* **Exercise**
Reproduce all of the records exactly.

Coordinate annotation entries

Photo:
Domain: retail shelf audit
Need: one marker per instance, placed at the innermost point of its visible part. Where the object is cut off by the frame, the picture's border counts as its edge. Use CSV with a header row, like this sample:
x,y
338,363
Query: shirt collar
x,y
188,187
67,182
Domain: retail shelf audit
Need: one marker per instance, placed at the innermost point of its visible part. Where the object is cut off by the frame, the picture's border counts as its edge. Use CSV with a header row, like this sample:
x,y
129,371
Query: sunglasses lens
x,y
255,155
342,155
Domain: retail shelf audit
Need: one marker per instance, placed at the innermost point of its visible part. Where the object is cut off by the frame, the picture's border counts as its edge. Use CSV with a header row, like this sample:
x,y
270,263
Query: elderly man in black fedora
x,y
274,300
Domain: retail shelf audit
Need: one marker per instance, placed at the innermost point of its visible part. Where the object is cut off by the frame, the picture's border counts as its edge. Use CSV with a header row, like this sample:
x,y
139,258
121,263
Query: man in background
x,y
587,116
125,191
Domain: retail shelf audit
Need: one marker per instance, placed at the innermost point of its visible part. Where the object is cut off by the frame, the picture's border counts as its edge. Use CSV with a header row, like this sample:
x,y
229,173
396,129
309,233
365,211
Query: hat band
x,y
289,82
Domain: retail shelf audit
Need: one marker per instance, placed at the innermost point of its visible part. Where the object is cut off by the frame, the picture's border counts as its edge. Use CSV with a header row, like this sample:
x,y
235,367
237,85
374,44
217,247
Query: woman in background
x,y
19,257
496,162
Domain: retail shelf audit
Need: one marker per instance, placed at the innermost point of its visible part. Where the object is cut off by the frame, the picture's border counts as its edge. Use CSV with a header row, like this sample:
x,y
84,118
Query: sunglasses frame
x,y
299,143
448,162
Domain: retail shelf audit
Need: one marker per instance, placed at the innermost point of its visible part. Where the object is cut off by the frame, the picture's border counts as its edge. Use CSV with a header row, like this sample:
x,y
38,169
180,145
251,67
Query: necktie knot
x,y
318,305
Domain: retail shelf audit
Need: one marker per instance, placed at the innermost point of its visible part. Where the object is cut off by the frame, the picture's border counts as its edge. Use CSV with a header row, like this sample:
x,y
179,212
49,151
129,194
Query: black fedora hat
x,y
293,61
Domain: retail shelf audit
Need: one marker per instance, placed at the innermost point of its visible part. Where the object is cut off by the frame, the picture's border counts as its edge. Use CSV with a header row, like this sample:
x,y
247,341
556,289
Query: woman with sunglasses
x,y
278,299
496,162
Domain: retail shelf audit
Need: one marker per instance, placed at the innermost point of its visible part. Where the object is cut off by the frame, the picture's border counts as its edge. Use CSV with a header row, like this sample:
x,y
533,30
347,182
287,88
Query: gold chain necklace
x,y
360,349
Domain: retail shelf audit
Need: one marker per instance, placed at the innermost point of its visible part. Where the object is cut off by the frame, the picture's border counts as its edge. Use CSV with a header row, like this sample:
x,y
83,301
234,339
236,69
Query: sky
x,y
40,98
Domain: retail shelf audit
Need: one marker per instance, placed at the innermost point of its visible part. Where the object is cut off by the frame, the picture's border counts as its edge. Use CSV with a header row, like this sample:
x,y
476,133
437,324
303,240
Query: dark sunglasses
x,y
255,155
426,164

* **Response to the exercise**
Photo:
Domain: retail shelf audit
Need: one marker per instance, placed at the innermost point of its visible part. Where the object is cut off by the frame, the picture's border counts as its edge. Use CSV with a header row, like this sample:
x,y
338,363
Query: shirt collar
x,y
188,187
67,182
Domain: retail shelf audit
Need: one marker per instance, placed at the innermost point of its visible part. Where the object is cut off by the frame, the picture's border counts as its edge. Use CSV with a header row, like this sample:
x,y
129,371
Query: sunglasses lens
x,y
255,155
342,155
Domain: retail shelf audit
Need: one marker per instance, placed at the innermost point of its visible part. Where the object is cut off by the frame, the picture's border counts as its edge. Use CSV with a header row, like this sample:
x,y
270,263
Query: elderly man in black fedora
x,y
274,300
Domain: retail shelf audit
Need: one marker per instance, placed at the innermost point of its visible part. Where the object is cut off by the frame, the picture's border counts as its edge. Use CSV with a header row, like this sample:
x,y
139,258
121,263
Query: man in background
x,y
587,116
125,191
Domain: retail shelf audit
Need: one marker per instance, placed at the innermost point of its visible part. Where the object is cut off by the frame, the picture's border counts as its edge. Use CSV with a header row, like this sample:
x,y
229,173
396,129
309,233
365,211
Query: hat band
x,y
289,82
Domain: retail shelf audit
Need: one marker per instance, placed at the innermost point of its visible part. Where the object is cut off by the frame, the picture's border counts as its edge. Use CSV with a header row, like this sample:
x,y
235,367
237,85
374,44
217,247
Query: woman in background
x,y
19,257
496,162
Domain: retail shelf audit
Need: one marker per instance, placed at the innermost point of its visible part. Where the object is cut off by the frame, the picture's border counts as its edge. Use CSV with a header row, like this sample:
x,y
84,118
Query: sunglasses frame
x,y
299,143
448,162
Domain: retail shelf audit
Need: one marker per instance, placed at the innermost point of its visible part. Where the object is cut off by the frame, the picture's border counts as its edge. Use CSV with a header row, like this sample:
x,y
38,169
180,145
251,67
Query: necktie knot
x,y
318,305
Domain: retail shelf audit
Need: one marker per instance, placed at the innermost point of its visible part. Where the object is cut off by the frame, the picture's border counts as its edge. Use CSV with a header row, like this sample:
x,y
179,212
49,151
129,194
Query: black fedora hat
x,y
293,61
Domain: retail shelf audit
Need: one marker per instance, placed at the innermost point of its visible part. Where the object is cut off by the frame, the picture's border counts as its edge. Use CSV with a header row, like this sample:
x,y
247,341
556,289
Query: woman with sunglasses
x,y
278,299
496,162
Domain: retail shelf audit
Need: one marker per instance, placed at the innermost point of its visible part. Where the object is cut off by the frame, the picture's border counts as its edge. Use CSV with a header row, like this sample:
x,y
533,30
347,182
287,88
Query: gold chain necklace
x,y
360,349
Domain: retail shelf audit
Need: one marker per instance, placed at the innermost point of its visible part. Where the object is cut off by the frame, the picture's border counts as its edge. Use CSV with a header row, like this sample:
x,y
83,301
234,339
236,69
Query: sky
x,y
40,98
Domain: retail shelf audit
Need: one marker per instance, placed at the innermost point of its visible part. Where the object is cut off by the frame, the picture's border counts as its edge. Use CSV with a header row, like this sample:
x,y
476,133
437,324
303,240
Query: dark sunglasses
x,y
255,155
426,164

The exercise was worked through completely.